-- start of STORED RECORDS --
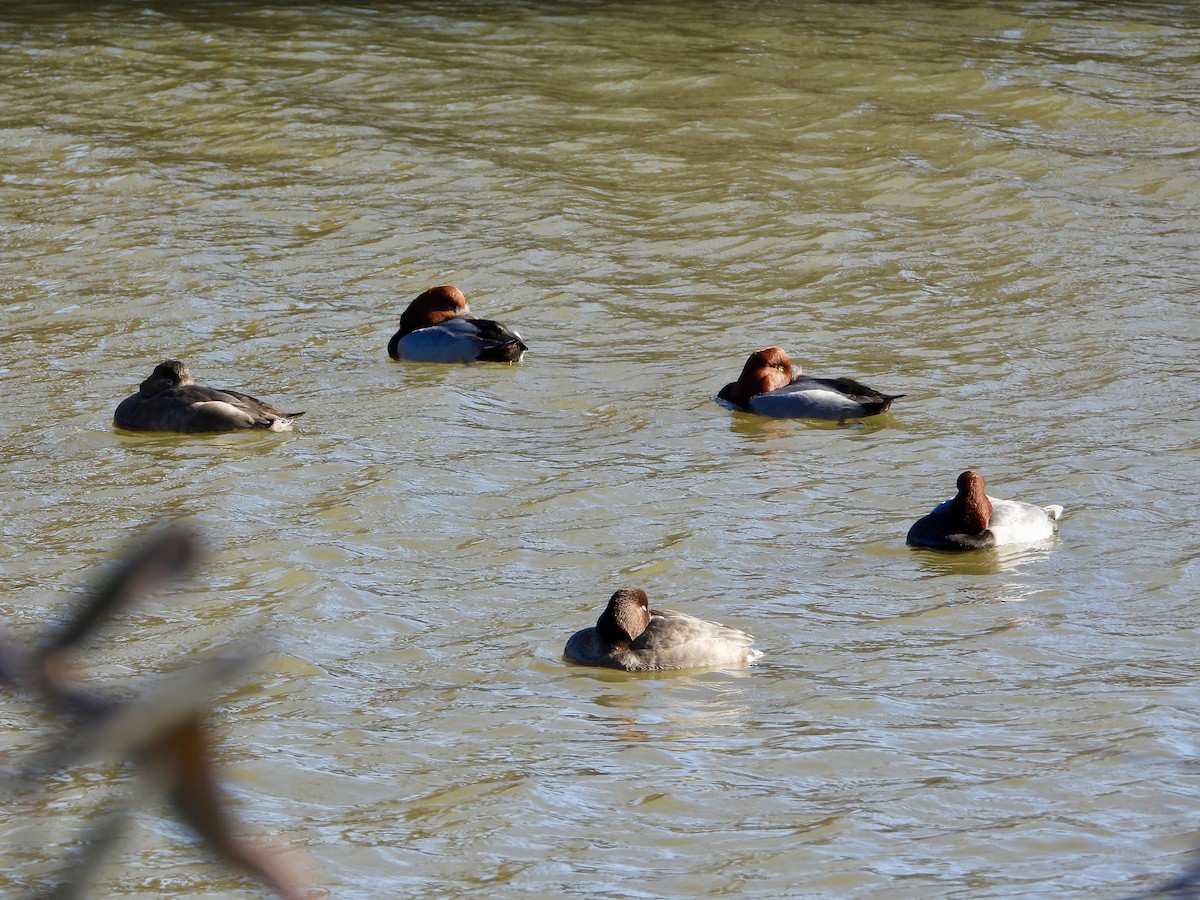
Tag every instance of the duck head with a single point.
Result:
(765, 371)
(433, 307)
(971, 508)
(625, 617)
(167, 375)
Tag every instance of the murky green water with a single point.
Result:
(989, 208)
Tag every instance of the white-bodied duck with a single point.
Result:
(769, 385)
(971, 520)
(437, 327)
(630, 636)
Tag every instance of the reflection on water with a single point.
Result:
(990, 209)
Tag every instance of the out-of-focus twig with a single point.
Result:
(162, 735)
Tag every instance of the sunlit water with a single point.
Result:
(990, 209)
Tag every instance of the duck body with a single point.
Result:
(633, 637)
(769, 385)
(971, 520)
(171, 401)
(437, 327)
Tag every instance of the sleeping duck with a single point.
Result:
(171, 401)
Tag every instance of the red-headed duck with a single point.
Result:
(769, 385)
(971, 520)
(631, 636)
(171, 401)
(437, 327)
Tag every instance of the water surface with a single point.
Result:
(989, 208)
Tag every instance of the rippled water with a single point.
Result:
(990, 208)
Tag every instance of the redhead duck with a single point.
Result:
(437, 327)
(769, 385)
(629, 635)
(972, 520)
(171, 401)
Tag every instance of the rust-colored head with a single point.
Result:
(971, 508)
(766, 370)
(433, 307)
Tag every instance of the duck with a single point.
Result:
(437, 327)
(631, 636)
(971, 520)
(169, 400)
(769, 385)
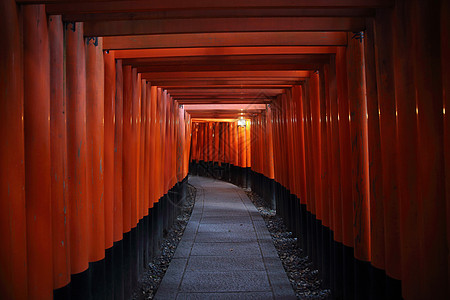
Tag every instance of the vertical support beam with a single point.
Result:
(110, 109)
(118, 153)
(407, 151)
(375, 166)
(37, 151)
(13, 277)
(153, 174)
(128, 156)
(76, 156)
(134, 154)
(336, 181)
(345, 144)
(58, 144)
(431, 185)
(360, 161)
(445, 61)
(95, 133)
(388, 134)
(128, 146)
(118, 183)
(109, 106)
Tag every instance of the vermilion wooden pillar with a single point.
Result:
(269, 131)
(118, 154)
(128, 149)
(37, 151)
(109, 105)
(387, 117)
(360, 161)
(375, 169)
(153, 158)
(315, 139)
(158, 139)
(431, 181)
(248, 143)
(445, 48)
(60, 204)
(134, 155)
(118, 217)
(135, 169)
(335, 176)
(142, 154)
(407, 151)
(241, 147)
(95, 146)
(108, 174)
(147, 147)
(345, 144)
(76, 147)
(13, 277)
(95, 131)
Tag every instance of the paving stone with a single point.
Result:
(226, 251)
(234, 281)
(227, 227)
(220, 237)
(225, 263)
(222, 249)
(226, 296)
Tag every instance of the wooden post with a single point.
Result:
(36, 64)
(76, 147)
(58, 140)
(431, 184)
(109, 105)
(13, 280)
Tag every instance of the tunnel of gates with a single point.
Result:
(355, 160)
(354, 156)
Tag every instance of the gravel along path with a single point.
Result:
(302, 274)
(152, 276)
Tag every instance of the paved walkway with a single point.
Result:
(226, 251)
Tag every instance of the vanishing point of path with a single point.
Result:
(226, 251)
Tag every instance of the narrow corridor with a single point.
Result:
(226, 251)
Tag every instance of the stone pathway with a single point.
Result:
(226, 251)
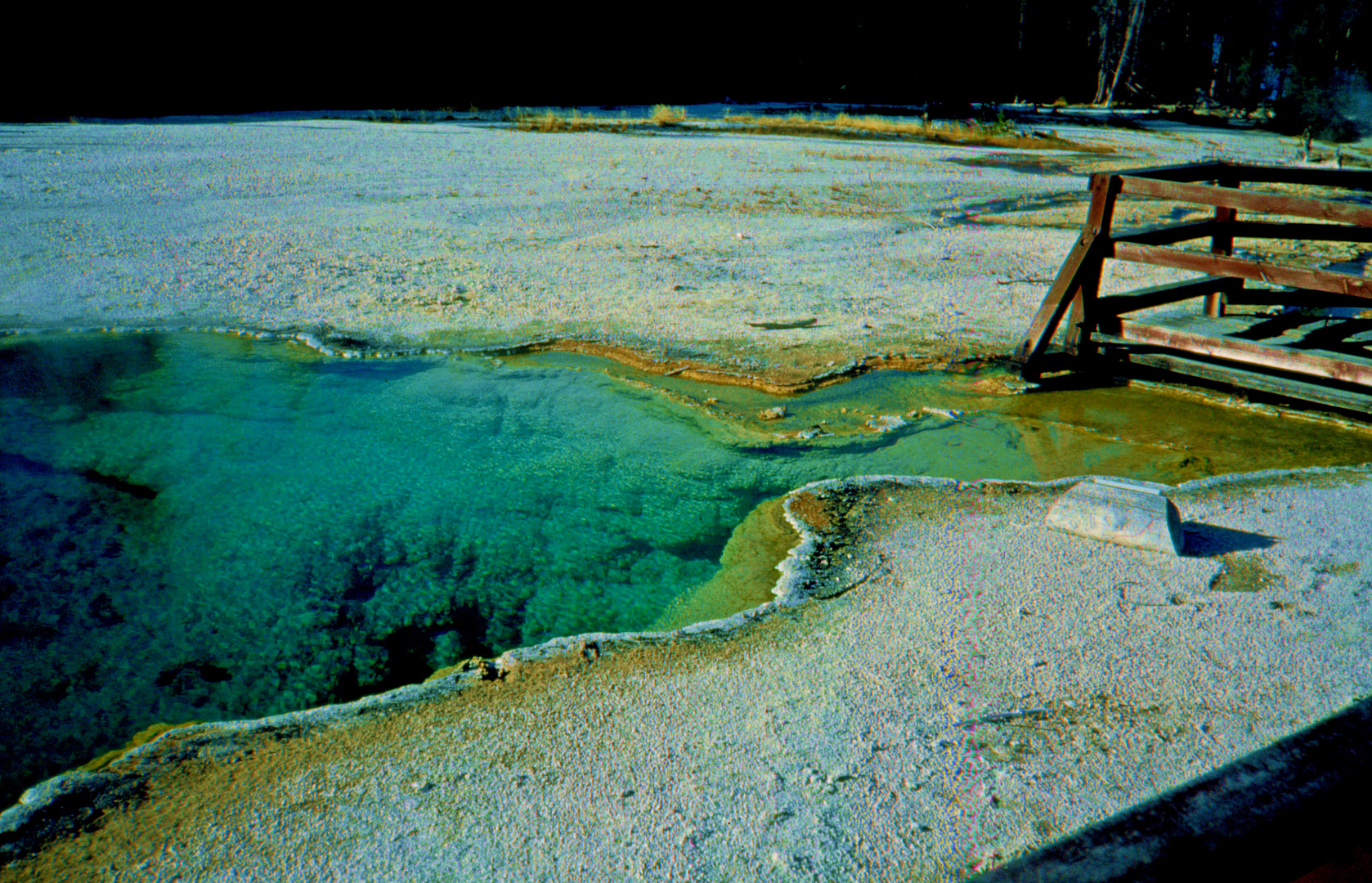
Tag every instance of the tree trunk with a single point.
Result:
-- end of STORED RECORDS --
-- start of STORED RECORDS --
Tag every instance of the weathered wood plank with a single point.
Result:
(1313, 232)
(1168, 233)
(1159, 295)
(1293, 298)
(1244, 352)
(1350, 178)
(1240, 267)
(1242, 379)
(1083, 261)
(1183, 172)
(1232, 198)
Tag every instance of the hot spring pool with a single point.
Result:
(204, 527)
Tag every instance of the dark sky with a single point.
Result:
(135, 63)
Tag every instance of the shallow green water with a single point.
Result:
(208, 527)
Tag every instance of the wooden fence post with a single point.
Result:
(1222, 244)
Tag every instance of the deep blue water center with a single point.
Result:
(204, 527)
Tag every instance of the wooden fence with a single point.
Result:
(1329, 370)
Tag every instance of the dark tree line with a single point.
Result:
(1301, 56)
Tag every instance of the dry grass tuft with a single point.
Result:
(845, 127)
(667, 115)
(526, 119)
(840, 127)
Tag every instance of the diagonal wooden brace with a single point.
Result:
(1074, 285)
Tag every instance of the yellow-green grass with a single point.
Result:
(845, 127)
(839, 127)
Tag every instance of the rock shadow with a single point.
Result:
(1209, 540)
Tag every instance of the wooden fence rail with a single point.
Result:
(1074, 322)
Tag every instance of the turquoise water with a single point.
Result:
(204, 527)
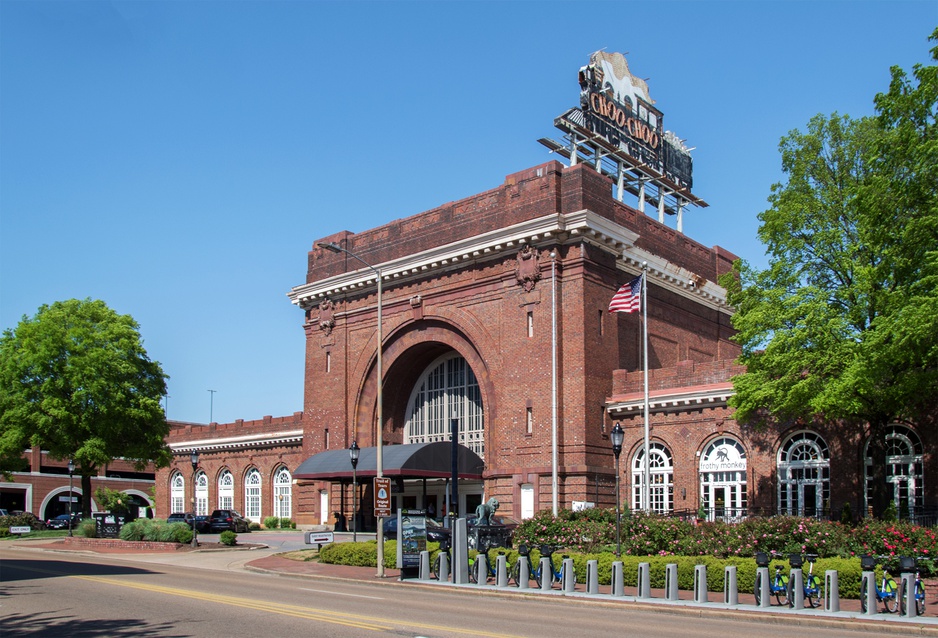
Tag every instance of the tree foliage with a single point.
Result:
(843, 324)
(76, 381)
-- end of STORED RECORDS --
* [INSTRUCTIONS FOR THE TASK]
Extract every line of the listing above that contains the string "tree". Uppercase and lowercase letters count as different.

* [THE OUTPUT]
Tag every instance of the tree trunk with a single point.
Tag every instance of the dark tree line with a single point.
Tag every instance of the tree foliage with a single point.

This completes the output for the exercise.